■ **Text segment**:
##########

Monday, January 12, 2009

The Boys In The Trees

I just got back from a 10 day cruise, and I'd like to talk about a book I read on the ship. Here's what I wrote when I finished it:

I recently discovered a book that I know I’m going to be actively reading and thinking about for the rest of my life, which is also how I feel about Proust’s work.

The author is (amazingly) alive, her name is Mary Swan, and (judging from a picture I saw of her) is relatively young, and the title of her first and only novel (which I have no hesitation about calling a work of “towering genius”) is called “The Boys In The Trees”.

I don’t have the vocabulary (or ability) to accurately explain why her work moves me so much. She uses language like a poet in the sense that she’s able to express so much meaning (of both an intellectual and emotional sort) through the use of words, but which transcends the words. Her sentences are beautiful, and at times what I would call “profoundly subtle”.

##########

■ **Exercise tasks**:
a: In the blog post, what is the title of Mary Swan's novel?
b: Pull out the part of the blog post that begins at the words that have "I just got back" and stops after "about Proust’s work.", copying it word for word.
c: According to the blog post, why does the writer say Mary Swan uses language like a poet?
You won't need the lines that come after this.

■ **Source records**:

##########

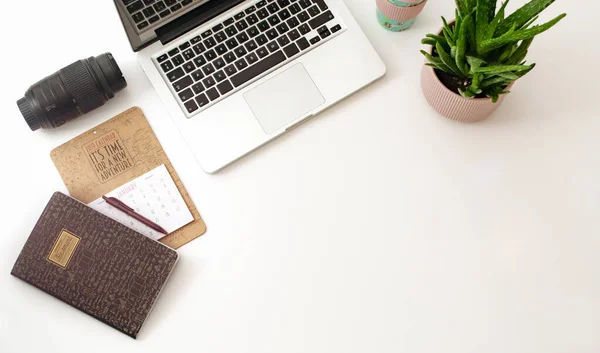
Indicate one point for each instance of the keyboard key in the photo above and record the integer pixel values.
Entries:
(282, 28)
(189, 67)
(251, 59)
(322, 5)
(199, 48)
(209, 82)
(304, 29)
(221, 49)
(183, 83)
(305, 3)
(258, 69)
(303, 43)
(159, 6)
(251, 45)
(253, 32)
(272, 34)
(273, 46)
(175, 74)
(321, 19)
(262, 52)
(199, 61)
(231, 31)
(138, 17)
(166, 66)
(230, 70)
(274, 20)
(252, 19)
(293, 22)
(197, 75)
(188, 54)
(212, 94)
(178, 60)
(202, 100)
(210, 42)
(261, 40)
(225, 87)
(210, 55)
(209, 69)
(294, 35)
(191, 106)
(220, 37)
(262, 14)
(313, 11)
(185, 95)
(263, 26)
(240, 51)
(285, 14)
(303, 16)
(241, 64)
(295, 8)
(198, 88)
(242, 37)
(229, 57)
(291, 50)
(241, 25)
(219, 63)
(220, 76)
(231, 43)
(136, 6)
(283, 41)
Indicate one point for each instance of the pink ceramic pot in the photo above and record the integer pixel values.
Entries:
(453, 105)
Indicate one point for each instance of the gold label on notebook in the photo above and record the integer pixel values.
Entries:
(108, 156)
(63, 248)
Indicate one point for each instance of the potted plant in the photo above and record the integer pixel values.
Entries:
(474, 60)
(398, 15)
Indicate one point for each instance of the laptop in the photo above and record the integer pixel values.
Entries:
(235, 74)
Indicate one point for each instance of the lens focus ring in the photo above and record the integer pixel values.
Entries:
(80, 83)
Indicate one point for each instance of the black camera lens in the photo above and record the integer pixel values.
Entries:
(72, 91)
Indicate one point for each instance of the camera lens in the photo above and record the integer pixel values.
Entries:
(72, 91)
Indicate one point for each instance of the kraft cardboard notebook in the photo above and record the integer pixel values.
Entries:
(113, 154)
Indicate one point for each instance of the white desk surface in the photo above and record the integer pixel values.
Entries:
(379, 226)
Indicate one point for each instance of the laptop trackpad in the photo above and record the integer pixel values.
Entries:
(284, 98)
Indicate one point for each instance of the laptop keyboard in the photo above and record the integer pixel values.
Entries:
(146, 14)
(221, 60)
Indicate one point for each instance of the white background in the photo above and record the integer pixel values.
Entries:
(378, 226)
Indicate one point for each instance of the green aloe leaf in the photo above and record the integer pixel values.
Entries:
(523, 34)
(448, 61)
(523, 15)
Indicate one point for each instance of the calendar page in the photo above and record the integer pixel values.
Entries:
(153, 195)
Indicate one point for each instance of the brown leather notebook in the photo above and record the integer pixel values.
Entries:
(95, 264)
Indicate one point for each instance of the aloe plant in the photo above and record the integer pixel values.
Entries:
(484, 50)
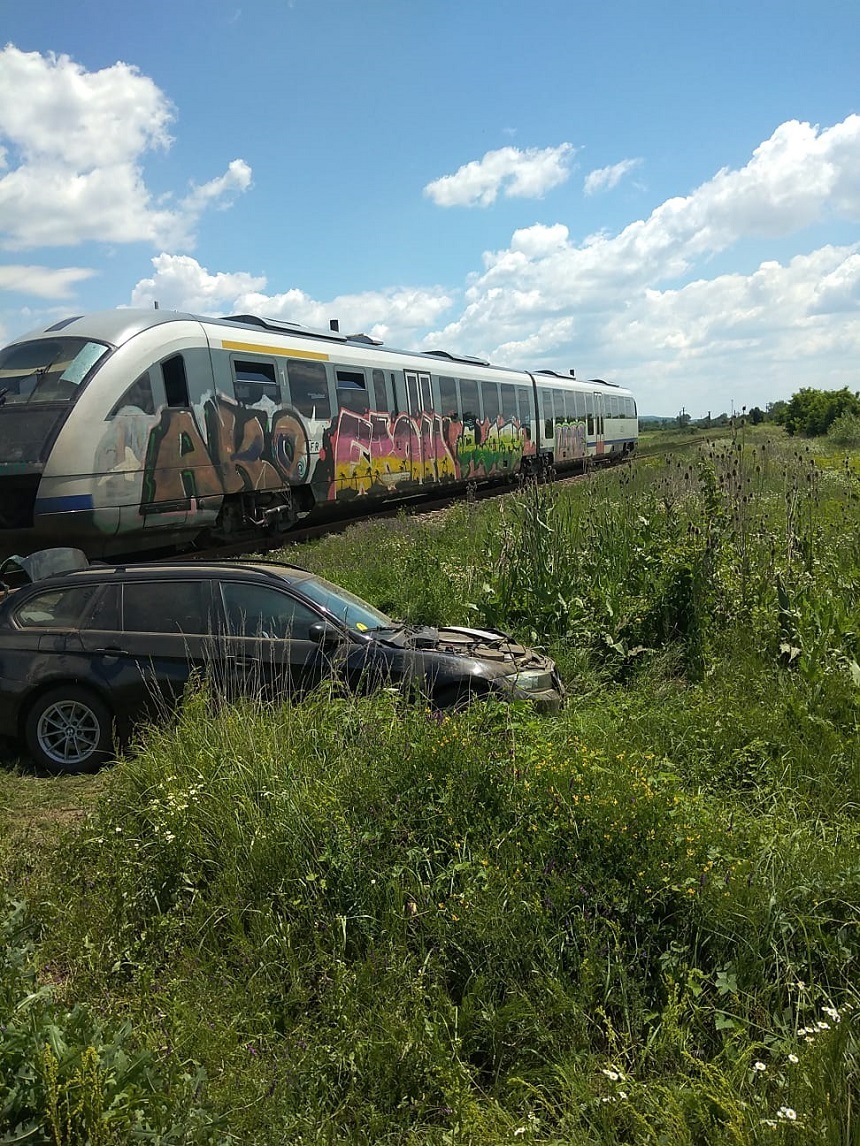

##########

■ **Responses by item number**:
a: "The Boys In The Trees"

b:
I just got back from a 10 day cruise, and I'd like to talk about a book I read on the ship. Here's what I wrote when I finished it:

I recently discovered a book that I know I’m going to be actively reading and thinking about for the rest of my life, which is also how I feel about Proust’s work.

c: She can express a great deal of meaning, both intellectual and emotional, through her words, and that meaning goes beyond the words themselves.